> _Written problem_
Copy out all the entries word for word.
===== Excerpted records
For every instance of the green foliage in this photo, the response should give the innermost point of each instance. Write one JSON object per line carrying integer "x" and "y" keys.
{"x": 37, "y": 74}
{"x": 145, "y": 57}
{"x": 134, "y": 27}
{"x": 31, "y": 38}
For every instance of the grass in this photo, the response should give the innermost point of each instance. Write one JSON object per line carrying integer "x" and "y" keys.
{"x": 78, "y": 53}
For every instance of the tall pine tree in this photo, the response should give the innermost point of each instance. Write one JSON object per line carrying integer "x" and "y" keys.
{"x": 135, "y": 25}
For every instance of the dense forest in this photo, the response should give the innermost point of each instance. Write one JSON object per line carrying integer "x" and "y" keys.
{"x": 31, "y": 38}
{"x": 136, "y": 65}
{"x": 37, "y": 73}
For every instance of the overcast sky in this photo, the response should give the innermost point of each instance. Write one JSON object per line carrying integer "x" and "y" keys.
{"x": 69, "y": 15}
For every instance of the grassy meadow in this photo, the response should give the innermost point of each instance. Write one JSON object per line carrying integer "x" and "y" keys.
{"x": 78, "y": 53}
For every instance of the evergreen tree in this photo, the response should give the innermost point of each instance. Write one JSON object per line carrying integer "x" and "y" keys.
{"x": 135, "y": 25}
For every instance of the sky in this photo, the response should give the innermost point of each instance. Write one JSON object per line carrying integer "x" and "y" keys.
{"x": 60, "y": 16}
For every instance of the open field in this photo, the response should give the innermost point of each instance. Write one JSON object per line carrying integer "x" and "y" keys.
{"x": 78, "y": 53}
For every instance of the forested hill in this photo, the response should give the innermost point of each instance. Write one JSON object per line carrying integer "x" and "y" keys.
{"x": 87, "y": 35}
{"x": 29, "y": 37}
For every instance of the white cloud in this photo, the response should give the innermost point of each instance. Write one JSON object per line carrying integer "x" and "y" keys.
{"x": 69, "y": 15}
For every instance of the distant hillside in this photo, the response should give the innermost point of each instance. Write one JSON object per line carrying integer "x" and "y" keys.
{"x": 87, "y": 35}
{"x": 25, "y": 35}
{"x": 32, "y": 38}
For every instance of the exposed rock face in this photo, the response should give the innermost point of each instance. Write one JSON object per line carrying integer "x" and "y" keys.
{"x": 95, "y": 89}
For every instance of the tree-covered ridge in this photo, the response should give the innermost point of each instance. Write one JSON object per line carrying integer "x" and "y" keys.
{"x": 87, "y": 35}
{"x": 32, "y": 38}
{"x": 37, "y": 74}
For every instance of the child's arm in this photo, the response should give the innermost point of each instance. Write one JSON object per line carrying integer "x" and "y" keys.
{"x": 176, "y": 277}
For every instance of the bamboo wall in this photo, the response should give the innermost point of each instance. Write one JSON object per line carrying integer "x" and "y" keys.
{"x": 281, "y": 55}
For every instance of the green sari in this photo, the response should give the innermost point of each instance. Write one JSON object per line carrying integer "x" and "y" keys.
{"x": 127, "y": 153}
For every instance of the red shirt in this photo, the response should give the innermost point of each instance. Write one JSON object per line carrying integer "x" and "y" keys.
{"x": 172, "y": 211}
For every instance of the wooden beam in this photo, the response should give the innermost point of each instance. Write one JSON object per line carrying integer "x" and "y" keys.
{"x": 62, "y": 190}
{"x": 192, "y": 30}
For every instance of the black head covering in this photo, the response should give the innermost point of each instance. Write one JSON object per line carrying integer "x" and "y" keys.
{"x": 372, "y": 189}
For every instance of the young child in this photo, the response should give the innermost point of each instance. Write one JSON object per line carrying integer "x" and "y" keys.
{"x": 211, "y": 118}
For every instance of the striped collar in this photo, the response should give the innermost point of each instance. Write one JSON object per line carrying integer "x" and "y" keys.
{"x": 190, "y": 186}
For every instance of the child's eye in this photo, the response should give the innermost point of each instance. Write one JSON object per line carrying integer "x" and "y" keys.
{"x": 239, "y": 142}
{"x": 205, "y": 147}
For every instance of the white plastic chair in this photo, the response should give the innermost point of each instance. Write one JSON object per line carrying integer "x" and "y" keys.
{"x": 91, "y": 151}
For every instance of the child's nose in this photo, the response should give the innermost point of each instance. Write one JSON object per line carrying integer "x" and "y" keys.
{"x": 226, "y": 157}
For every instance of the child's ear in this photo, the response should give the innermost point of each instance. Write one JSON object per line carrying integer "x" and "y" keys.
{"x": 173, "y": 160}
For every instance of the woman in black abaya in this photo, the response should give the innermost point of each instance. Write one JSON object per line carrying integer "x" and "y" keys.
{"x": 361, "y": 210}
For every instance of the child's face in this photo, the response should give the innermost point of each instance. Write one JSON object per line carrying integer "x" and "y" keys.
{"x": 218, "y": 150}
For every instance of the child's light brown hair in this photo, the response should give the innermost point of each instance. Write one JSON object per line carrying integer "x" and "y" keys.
==========
> _Expected answer_
For every instance of the green foliage in this photo, the response should give the innermost point of each instance. Write one JSON object per line carrying integer "x" and "y" keys.
{"x": 37, "y": 74}
{"x": 145, "y": 57}
{"x": 134, "y": 27}
{"x": 31, "y": 38}
For every instance of the grass in this photo, the response should give the innermost point of each instance. Write one JSON object per line carrying integer "x" and "y" keys.
{"x": 78, "y": 53}
For every instance of the tall pine tree in this photo, the response should give the innermost point of each instance. Write one JSON object per line carrying integer "x" and "y" keys.
{"x": 135, "y": 25}
For every instance of the dense forest in this photo, the response should give the innermost point of each instance. Write one JSON object per line carrying integer "x" and "y" keys.
{"x": 31, "y": 38}
{"x": 136, "y": 65}
{"x": 37, "y": 73}
For every instance of the overcast sky in this photo, the response should give the innermost point of each instance. Write one JSON object per line carrying integer "x" and "y" keys.
{"x": 69, "y": 15}
For every instance of the grassy meadow in this photo, the response should give the innermost point of each instance. Write one JSON object per line carrying integer "x" and "y" keys.
{"x": 78, "y": 53}
For every instance of the evergreen tree in this photo, the response should give the innermost point of each instance. Write one JSON object per line carrying integer "x" and "y" keys.
{"x": 135, "y": 25}
For every instance of the sky in this photo, the response should give the innermost point of each instance. Write one JSON object per line carrying integer "x" and "y" keys.
{"x": 60, "y": 16}
For every instance of the open field in this photo, the response should give the innermost point of each instance. Write one JSON object per line carrying integer "x" and "y" keys.
{"x": 78, "y": 53}
For every instance of the forested hill in this photo, the response should give the innermost point of each instance. Write one JSON object per line carrying integer "x" and "y" keys.
{"x": 87, "y": 35}
{"x": 29, "y": 37}
For every instance of the white cloud in this photo, the response should give the innermost point of each instance. Write one JSON object per line carrying integer "x" and "y" keys.
{"x": 69, "y": 15}
For every instance of the distant hillside in this photo, the response should give the innermost point of each instance. Write one JSON object per line carrying integer "x" and "y" keys.
{"x": 87, "y": 35}
{"x": 25, "y": 35}
{"x": 32, "y": 38}
For every instance of the exposed rock face in this photo, the response should give the innermost point of each instance. Write one JSON object per line carrying integer "x" and "y" keys.
{"x": 95, "y": 89}
For every instance of the tree-covered ridge in this photo, the response should give the innermost point of each instance. Write one JSON object per line carrying integer "x" and "y" keys.
{"x": 87, "y": 35}
{"x": 32, "y": 38}
{"x": 37, "y": 74}
For every instance of the child's arm in this photo, the response should give the innermost point of each instance. Write one JSON object per line carrying integer "x" and "y" keys.
{"x": 176, "y": 277}
For every instance of the bamboo wall in this photo, the response should give the innermost point of each instance. Write one JSON object per line carrying integer "x" and "y" keys.
{"x": 281, "y": 55}
For every instance of the green sari in this photo, the response should give the innermost point of each instance. Write one JSON object per line carrying integer "x" and "y" keys.
{"x": 127, "y": 153}
For every instance of the red shirt in this photo, the response should give the innermost point of each instance. Write one JSON object per line carrying integer "x" and "y" keys.
{"x": 172, "y": 211}
For every instance of the wooden beam in this photo, the response should give the innermost point of each instance. Write one JSON object per line carrying integer "x" and "y" keys.
{"x": 62, "y": 190}
{"x": 192, "y": 30}
For every instance of the black head covering in this photo, the response should give the innermost point of each instance. Write one JSON object per line carrying integer "x" and "y" keys.
{"x": 372, "y": 189}
For every instance of the young child in this photo, the response should give the innermost point of each instance. Write one JSON object per line carrying integer "x" and "y" keys.
{"x": 211, "y": 118}
For every instance of the striped collar in this photo, the response should give the innermost point of each instance. Write one JSON object per line carrying integer "x" and "y" keys.
{"x": 190, "y": 186}
For every instance of the child's eye in this photo, the response should give the innermost point of each instance. Write one JSON object per line carrying integer "x" and "y" keys.
{"x": 239, "y": 142}
{"x": 205, "y": 147}
For every instance of the white plastic chair in this photo, the response should give the innermost point of each instance. Write one JSON object per line carrying integer "x" and "y" keys.
{"x": 91, "y": 151}
For every instance of the child's nose in this photo, the response should give the innermost point of each instance. Write one JSON object per line carrying integer "x" and "y" keys.
{"x": 226, "y": 157}
For every instance of the child's ear in this photo, the response should give the innermost point of each instance. Write one JSON object per line carrying integer "x" and "y" keys.
{"x": 173, "y": 160}
For every instance of the woman in black abaya in this photo, the response should give the innermost point of each instance. Write one JSON object per line carrying integer "x" and "y" keys.
{"x": 361, "y": 210}
For every instance of the child's face in this photo, the response should give the innermost point of each instance. Write one JSON object per line carrying integer "x" and "y" keys.
{"x": 218, "y": 150}
For every instance of the child's light brown hair in this photo, the response should give the innermost point of each instance. Write one JSON object per line carrying integer "x" and "y" keys.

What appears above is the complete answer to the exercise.